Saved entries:
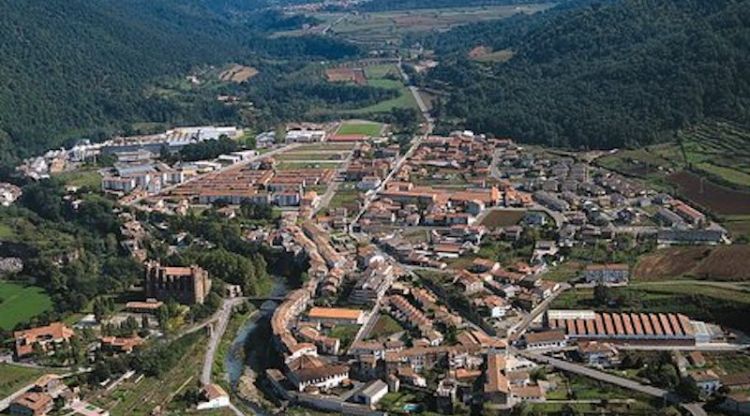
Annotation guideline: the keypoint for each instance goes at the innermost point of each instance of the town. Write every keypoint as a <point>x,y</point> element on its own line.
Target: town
<point>434,275</point>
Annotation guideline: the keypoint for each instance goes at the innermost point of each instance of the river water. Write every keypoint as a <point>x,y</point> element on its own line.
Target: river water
<point>236,361</point>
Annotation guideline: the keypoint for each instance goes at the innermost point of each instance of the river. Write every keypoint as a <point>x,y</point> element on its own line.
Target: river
<point>239,357</point>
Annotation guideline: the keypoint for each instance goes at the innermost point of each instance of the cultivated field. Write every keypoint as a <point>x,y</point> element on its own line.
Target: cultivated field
<point>486,54</point>
<point>13,378</point>
<point>384,28</point>
<point>19,303</point>
<point>721,151</point>
<point>363,128</point>
<point>502,218</point>
<point>723,263</point>
<point>139,396</point>
<point>238,74</point>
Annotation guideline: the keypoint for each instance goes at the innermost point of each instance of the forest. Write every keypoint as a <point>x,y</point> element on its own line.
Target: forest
<point>79,68</point>
<point>599,74</point>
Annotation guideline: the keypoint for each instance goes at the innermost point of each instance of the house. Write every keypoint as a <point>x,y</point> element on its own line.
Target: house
<point>607,274</point>
<point>737,403</point>
<point>336,315</point>
<point>371,393</point>
<point>213,397</point>
<point>124,345</point>
<point>706,380</point>
<point>597,354</point>
<point>546,340</point>
<point>469,283</point>
<point>32,404</point>
<point>311,371</point>
<point>696,359</point>
<point>44,336</point>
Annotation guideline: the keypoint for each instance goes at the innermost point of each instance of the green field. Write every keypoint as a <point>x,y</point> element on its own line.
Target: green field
<point>721,151</point>
<point>384,327</point>
<point>19,303</point>
<point>502,218</point>
<point>707,301</point>
<point>140,397</point>
<point>13,378</point>
<point>345,333</point>
<point>388,28</point>
<point>361,128</point>
<point>83,178</point>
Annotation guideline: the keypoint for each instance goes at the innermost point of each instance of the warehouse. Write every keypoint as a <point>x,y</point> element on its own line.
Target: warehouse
<point>625,328</point>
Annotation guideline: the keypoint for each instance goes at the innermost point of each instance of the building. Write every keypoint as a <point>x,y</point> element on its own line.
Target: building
<point>32,404</point>
<point>187,285</point>
<point>706,380</point>
<point>45,337</point>
<point>310,371</point>
<point>121,344</point>
<point>213,397</point>
<point>149,306</point>
<point>371,393</point>
<point>546,340</point>
<point>336,315</point>
<point>607,274</point>
<point>628,328</point>
<point>597,354</point>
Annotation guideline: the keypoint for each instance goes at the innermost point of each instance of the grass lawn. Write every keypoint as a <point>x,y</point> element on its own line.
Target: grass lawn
<point>345,333</point>
<point>19,303</point>
<point>385,326</point>
<point>363,128</point>
<point>13,378</point>
<point>135,397</point>
<point>344,198</point>
<point>82,178</point>
<point>503,218</point>
<point>564,272</point>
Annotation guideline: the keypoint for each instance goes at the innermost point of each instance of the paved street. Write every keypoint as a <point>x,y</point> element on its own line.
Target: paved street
<point>695,409</point>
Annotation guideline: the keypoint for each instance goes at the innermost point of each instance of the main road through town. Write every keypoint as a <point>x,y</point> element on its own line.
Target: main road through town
<point>429,126</point>
<point>695,409</point>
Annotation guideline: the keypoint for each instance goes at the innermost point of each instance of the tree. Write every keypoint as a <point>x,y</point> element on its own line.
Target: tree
<point>688,389</point>
<point>602,295</point>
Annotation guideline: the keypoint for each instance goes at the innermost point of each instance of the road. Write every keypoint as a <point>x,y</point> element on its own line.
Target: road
<point>325,199</point>
<point>696,409</point>
<point>429,124</point>
<point>520,328</point>
<point>221,319</point>
<point>226,168</point>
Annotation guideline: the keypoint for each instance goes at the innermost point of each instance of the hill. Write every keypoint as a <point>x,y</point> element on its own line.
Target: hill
<point>75,68</point>
<point>600,74</point>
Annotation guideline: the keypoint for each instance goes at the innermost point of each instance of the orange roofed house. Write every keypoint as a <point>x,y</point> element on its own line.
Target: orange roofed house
<point>44,336</point>
<point>336,315</point>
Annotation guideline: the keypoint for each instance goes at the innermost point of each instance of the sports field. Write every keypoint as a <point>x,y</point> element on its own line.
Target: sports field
<point>19,303</point>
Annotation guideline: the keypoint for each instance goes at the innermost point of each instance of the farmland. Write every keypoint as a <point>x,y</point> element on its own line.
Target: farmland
<point>716,198</point>
<point>388,28</point>
<point>384,327</point>
<point>141,395</point>
<point>238,74</point>
<point>13,377</point>
<point>721,151</point>
<point>723,263</point>
<point>386,76</point>
<point>19,303</point>
<point>723,303</point>
<point>363,128</point>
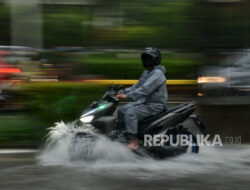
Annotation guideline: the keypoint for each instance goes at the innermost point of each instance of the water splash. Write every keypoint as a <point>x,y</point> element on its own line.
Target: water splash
<point>106,156</point>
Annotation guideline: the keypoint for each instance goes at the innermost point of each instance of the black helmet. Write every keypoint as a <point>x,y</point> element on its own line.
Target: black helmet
<point>151,57</point>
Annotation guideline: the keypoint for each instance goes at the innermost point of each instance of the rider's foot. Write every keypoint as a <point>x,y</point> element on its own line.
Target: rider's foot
<point>133,144</point>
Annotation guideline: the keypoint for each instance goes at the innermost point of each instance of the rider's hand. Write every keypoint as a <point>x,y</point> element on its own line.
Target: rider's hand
<point>121,96</point>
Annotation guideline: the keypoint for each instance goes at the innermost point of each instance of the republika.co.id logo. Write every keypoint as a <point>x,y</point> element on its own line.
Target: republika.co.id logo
<point>182,140</point>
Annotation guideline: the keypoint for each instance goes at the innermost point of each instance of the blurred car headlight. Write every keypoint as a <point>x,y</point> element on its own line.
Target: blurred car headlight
<point>87,119</point>
<point>211,79</point>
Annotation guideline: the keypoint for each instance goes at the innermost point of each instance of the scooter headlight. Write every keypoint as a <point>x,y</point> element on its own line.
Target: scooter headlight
<point>87,119</point>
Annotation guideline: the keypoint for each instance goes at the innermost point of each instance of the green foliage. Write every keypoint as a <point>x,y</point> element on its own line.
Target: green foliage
<point>5,31</point>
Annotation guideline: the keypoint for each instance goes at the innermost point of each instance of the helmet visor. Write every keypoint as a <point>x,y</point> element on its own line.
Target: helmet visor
<point>147,60</point>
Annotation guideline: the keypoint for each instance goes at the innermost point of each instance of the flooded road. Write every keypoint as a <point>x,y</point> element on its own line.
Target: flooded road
<point>226,167</point>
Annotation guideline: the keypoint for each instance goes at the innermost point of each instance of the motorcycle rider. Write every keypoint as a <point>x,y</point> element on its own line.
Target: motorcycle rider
<point>149,95</point>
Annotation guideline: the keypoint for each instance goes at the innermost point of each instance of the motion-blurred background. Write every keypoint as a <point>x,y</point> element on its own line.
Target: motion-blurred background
<point>50,49</point>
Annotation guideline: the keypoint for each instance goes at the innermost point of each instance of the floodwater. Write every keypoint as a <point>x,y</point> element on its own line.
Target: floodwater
<point>109,165</point>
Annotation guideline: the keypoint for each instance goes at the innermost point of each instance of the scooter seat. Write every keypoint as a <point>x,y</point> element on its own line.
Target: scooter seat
<point>162,113</point>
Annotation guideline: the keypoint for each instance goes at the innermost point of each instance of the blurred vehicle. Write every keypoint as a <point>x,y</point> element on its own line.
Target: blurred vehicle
<point>100,116</point>
<point>230,80</point>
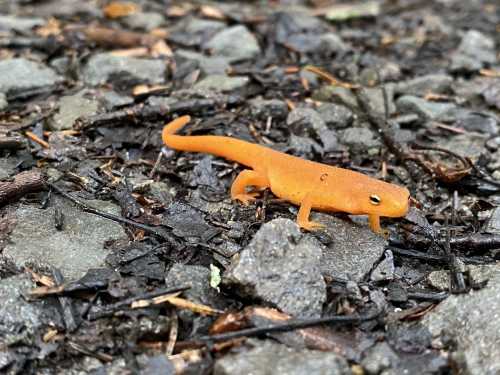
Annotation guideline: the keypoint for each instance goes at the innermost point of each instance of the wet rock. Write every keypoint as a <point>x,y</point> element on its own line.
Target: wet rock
<point>475,50</point>
<point>376,99</point>
<point>493,224</point>
<point>264,108</point>
<point>198,278</point>
<point>332,93</point>
<point>473,323</point>
<point>478,122</point>
<point>268,357</point>
<point>222,83</point>
<point>421,86</point>
<point>74,249</point>
<point>209,65</point>
<point>187,222</point>
<point>306,34</point>
<point>439,280</point>
<point>379,358</point>
<point>112,100</point>
<point>335,115</point>
<point>303,146</point>
<point>3,101</point>
<point>19,76</point>
<point>23,24</point>
<point>491,95</point>
<point>8,166</point>
<point>426,110</point>
<point>385,269</point>
<point>235,43</point>
<point>467,145</point>
<point>204,175</point>
<point>358,139</point>
<point>71,107</point>
<point>104,67</point>
<point>308,117</point>
<point>21,320</point>
<point>144,21</point>
<point>353,249</point>
<point>281,266</point>
<point>194,31</point>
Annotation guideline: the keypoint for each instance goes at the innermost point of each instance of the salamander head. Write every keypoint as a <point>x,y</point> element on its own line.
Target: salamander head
<point>384,199</point>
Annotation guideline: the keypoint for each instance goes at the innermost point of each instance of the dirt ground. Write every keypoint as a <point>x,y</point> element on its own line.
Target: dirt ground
<point>120,255</point>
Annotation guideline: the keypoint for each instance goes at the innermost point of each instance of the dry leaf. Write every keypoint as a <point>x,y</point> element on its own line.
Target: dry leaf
<point>212,12</point>
<point>118,9</point>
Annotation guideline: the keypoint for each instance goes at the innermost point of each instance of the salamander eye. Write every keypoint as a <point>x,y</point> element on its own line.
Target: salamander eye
<point>375,199</point>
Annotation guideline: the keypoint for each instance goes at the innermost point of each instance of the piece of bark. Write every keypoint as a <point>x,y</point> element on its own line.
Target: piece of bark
<point>23,183</point>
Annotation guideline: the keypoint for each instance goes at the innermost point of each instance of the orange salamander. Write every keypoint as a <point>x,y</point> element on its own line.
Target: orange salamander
<point>302,182</point>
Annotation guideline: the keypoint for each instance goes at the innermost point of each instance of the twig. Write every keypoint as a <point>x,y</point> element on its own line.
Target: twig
<point>149,229</point>
<point>142,112</point>
<point>11,143</point>
<point>288,326</point>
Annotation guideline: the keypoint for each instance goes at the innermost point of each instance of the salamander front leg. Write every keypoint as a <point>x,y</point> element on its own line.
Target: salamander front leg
<point>374,221</point>
<point>243,180</point>
<point>303,215</point>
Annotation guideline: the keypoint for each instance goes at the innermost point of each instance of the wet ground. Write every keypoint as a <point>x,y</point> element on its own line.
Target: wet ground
<point>119,255</point>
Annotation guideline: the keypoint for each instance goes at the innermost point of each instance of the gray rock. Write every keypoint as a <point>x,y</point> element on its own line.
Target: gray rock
<point>267,358</point>
<point>111,100</point>
<point>264,108</point>
<point>235,43</point>
<point>8,166</point>
<point>474,323</point>
<point>327,44</point>
<point>21,320</point>
<point>332,93</point>
<point>439,280</point>
<point>61,64</point>
<point>194,31</point>
<point>358,139</point>
<point>493,224</point>
<point>304,147</point>
<point>307,117</point>
<point>478,122</point>
<point>353,251</point>
<point>467,145</point>
<point>222,83</point>
<point>72,107</point>
<point>385,269</point>
<point>311,118</point>
<point>74,249</point>
<point>475,50</point>
<point>281,266</point>
<point>379,358</point>
<point>20,75</point>
<point>8,22</point>
<point>208,64</point>
<point>426,110</point>
<point>335,115</point>
<point>421,86</point>
<point>144,20</point>
<point>3,101</point>
<point>491,94</point>
<point>105,67</point>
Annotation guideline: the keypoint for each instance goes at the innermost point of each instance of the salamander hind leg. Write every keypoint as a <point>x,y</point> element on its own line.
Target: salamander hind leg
<point>303,215</point>
<point>245,179</point>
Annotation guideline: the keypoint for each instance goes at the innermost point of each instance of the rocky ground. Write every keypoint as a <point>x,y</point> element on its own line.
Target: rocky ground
<point>119,255</point>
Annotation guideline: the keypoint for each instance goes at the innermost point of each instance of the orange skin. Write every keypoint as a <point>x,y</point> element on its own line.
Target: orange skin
<point>302,182</point>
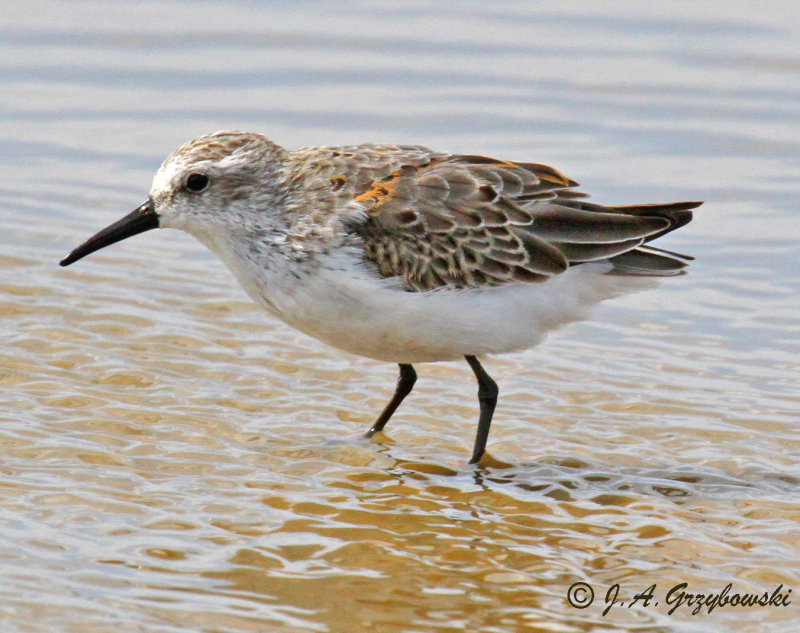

» **EXERCISE DESCRIPTION**
Reproduce verbatim the lines of the listing beginning with the line that contains "of the gray" and continuing through the line that contains "<point>72,107</point>", with both of those lines included.

» **RIGHT ANSWER**
Annotation guideline: the keypoint for each instance goes at the innermost point of each instance of the gray rock. Write every keypoint as a <point>x,y</point> element on its own line.
Target: gray rock
<point>267,358</point>
<point>111,100</point>
<point>264,108</point>
<point>235,43</point>
<point>8,166</point>
<point>474,323</point>
<point>327,44</point>
<point>21,320</point>
<point>332,93</point>
<point>439,280</point>
<point>61,64</point>
<point>194,31</point>
<point>358,139</point>
<point>493,224</point>
<point>304,147</point>
<point>307,117</point>
<point>478,122</point>
<point>353,251</point>
<point>467,145</point>
<point>222,83</point>
<point>72,107</point>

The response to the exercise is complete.